▶ _Kutipan Dokumen_:
-------
TERNATE-PM.com, Aksi penolakan pengesahan RUU Omnibus Law kembali dilakukan oleh mahasiswa Maluku Utara yang tergabung dalam aliansi Cipayung Plus Kota Ternate dan Gerakan Rakyat Mengugat (Granat) pada Kamis (16/7/20), dengan titik aksi bertempat di depan RRI, Kantor Wali Kota Ternate dan DPRD Kota Ternate.

Aliansi Cipayung merupakan gabungan dari (GMNI, HMI, IMM, KAMMI, dan PMII) sedangkan aliansi Granat yakni (Unkhar Bergerak, Stikip Mengugat, Sekber, Perempuan Bergerak, KPR Malut, dan PC PMII)

Point tuntutan paling mendasar dari gerakan gabungan mahasiswa yang mewakili kegelsaan masyarakat Maluku Utara itu; Tolak RUU Omnibus Law, tertibkan TKA, pendidikan gratis dimasa pandemi dan sahkan RUU P-KS.

“RUU Omnibus Law terdapat stimulus negara untuk memuluskan kepentingan pemodal untuk menggerus sumber daya alam di seluruh Indonesia,” teriak koordinator aksi Cipayung, Nurhidayat H. Ibrahim dalam orasinya.

Masa aksi menilai, Omnibus Law disahkan, akan merugikan sebagian lapisan masyarakat, seperti buru, petani, dan nelayan. Mestinya negara harus memberikan hak mereka untuk mendapatkan kelayakan hidup sesuai jaminan konstitusi, bukan sebaliknya.

Asisten III Pemkot Ternate, Thamrin Alwi saat menemui masa aksi di depan kantor Wali Kota Ternate mengungkapkan, Omnibus Law jelas idak berpihak kepada masyarakat. Maka dari itu, pihaknya berjanji akan merespon tuntutan masa aksi dengan menyurat kepada pemerintah pusat.

“Kita berikan apresiasi kepada masa aksi, yang menyampaikan gagasan kritisnya, maka dari itu, kami akan respon dalam bentuk pemberitahuan ke pemerintah pusat melalui jalur atau mekanisme yang telah ditentukan,” katanya.

Disisi lain aksi yang dilakukan Granat di depan Gedung DPRD Kota Ternate menuntut agar para wakil rakyat di parlemen juga menolak rencana pengesahan RUU Omnibus Law yang mendapatkan penolakan dari semua gerakan rakyat di Indonesia.
-------
▶ _Kumpulan Baris_:
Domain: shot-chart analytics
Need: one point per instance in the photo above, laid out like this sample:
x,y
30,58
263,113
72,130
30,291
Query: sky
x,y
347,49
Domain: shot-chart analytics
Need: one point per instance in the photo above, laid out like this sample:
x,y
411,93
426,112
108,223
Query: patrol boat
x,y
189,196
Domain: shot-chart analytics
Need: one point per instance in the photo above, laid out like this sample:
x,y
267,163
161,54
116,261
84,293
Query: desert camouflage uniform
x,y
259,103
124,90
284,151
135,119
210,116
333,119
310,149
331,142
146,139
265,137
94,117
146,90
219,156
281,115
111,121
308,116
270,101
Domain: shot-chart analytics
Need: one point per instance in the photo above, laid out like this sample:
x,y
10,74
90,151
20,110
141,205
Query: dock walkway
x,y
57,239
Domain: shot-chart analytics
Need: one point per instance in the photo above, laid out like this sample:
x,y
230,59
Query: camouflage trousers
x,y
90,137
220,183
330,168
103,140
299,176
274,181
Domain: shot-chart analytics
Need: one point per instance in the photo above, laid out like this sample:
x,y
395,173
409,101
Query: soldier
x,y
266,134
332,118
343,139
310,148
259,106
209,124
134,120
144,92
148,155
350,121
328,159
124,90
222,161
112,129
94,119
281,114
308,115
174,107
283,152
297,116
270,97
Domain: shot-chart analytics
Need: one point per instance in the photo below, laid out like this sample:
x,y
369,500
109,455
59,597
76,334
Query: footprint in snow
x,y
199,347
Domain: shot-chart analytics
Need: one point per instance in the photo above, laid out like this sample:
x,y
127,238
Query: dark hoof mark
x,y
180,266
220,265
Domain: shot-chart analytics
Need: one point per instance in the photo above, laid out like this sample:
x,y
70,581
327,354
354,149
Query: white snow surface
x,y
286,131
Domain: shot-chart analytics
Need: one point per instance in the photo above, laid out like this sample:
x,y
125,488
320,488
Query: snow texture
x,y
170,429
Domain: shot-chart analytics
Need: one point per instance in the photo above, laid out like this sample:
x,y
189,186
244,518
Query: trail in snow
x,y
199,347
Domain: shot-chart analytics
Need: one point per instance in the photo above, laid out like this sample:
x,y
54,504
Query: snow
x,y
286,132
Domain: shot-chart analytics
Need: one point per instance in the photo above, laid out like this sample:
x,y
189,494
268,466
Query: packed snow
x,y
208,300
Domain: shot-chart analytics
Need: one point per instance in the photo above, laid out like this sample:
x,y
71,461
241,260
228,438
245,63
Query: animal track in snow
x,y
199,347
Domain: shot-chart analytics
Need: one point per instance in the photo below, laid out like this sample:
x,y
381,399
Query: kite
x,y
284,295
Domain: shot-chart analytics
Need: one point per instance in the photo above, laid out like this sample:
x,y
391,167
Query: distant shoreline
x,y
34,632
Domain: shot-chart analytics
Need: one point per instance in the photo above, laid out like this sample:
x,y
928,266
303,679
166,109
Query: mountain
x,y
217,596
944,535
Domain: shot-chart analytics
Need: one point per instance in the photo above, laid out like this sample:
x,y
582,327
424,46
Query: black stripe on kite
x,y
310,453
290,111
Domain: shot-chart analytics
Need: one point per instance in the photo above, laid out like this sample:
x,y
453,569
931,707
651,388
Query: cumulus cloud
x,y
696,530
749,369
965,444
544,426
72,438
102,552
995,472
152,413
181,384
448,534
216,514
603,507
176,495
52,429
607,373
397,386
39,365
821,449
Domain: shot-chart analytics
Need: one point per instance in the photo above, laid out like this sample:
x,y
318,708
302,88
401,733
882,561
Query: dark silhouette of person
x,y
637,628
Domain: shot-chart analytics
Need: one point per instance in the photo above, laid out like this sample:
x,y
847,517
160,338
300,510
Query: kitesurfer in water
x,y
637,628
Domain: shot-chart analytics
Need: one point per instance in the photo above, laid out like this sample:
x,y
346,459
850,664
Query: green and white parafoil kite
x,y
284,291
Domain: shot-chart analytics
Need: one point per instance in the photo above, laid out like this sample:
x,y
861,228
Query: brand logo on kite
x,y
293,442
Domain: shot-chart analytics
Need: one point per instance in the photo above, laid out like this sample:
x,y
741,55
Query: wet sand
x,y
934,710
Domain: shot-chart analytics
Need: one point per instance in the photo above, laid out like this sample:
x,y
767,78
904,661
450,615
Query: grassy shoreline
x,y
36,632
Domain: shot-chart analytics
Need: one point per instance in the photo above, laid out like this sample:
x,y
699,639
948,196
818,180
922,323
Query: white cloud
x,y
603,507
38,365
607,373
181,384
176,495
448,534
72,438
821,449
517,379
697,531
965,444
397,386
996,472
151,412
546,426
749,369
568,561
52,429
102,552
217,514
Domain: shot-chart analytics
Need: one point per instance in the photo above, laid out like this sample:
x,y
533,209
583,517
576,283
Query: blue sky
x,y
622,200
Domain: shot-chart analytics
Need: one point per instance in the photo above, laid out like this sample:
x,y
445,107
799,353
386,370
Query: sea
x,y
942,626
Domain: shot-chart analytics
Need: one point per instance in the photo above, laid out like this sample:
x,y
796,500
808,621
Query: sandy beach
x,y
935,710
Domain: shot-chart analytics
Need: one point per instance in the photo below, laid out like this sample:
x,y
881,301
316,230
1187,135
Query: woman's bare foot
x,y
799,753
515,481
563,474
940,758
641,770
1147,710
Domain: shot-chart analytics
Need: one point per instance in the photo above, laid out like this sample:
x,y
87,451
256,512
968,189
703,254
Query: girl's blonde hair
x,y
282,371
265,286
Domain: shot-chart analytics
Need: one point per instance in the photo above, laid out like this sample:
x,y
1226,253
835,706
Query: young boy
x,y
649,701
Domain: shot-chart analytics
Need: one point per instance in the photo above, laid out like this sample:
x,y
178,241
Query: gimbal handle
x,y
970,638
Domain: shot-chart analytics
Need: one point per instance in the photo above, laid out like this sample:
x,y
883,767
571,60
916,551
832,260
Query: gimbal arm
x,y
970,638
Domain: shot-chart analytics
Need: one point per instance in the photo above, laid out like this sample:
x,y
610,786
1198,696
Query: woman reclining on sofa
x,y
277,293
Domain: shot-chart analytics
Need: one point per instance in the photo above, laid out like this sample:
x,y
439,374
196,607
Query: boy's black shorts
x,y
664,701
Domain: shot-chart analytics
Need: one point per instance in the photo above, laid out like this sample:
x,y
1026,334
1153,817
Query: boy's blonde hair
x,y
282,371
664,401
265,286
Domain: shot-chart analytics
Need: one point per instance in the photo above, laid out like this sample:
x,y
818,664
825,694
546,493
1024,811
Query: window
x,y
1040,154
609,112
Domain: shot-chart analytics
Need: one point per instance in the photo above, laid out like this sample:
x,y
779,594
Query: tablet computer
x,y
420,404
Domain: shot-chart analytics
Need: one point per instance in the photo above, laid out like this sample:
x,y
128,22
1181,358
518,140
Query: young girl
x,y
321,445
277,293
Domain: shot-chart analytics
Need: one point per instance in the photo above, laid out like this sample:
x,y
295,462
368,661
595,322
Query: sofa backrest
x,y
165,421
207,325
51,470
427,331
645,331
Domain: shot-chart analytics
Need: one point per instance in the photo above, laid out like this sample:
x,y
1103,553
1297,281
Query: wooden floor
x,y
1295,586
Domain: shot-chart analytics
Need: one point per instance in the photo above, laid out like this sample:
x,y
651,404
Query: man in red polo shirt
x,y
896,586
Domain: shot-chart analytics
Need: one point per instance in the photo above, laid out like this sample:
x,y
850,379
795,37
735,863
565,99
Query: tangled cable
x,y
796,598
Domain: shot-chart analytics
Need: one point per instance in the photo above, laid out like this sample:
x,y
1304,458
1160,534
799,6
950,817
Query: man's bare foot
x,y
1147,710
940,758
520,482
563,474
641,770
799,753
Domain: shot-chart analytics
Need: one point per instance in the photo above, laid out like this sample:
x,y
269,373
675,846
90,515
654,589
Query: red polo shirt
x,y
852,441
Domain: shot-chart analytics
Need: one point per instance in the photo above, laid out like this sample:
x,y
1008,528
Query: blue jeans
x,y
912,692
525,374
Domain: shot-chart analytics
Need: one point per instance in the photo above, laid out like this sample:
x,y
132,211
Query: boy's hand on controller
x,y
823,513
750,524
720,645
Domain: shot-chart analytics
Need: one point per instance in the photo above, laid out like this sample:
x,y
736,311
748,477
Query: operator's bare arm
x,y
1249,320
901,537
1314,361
-------
▶ _Tugas Anda_:
Lanjutkan berita tentang aksi mahasiswa menolak RUU Omnibus Law di Ternate, dimulai dari kalimat sesudah kalimat terakhir yang tercantum.

▶ _Jawaban Tugas_:
“Ada banyak alasan kenapa rakyat menolak dan mengatakan bahwa RUU Omnibus Law lebih berpihak pada investor dibanding dengan rakyat seperti; penghapusan pesangon, PHK dipermudahkan bagi investor, masalah pendidikan, persoalan izin usaha dan pertanahan maupun pengadaan tanah,” kata koordinator aksi Granat, Fajri pada poskomlaut.com.

Bukan hanya pada persoalan Omnibus Law, wacana pencabutan RUU P-KS dalam prolegnas prioritas tahun 2020, menyebabkan berbagai gerakan organisasi menolak terutama gerakan kaum perempuan. Pasalnya, selama ini angka kekerasan seksual terhadap perempuan semakin meningkat dari tahu ke tahun.

“Berdasarkan dari laporan Komisi nasional (Komnas) perempuan pada tahun 2018 ada 406.178 kasus dan pada tahun 2019 meningkat lagi menjadi 431.471 kasus,” paparnya.

Granat juga mengulik persoalan terkait pendidikan gratis dimasa pandemi Covid-19. yang merupakan persoalan penting bagi mahasisiwa diseluruh Indonesia khususnya mahasiswa Maluku Utara. Terlihat, beberapa bulan belakangan, lembaga BEM seluruh Indonesia menuntut ke Kemendikbud agar mempermudah biaya pendidikan saat pandemi virus corona.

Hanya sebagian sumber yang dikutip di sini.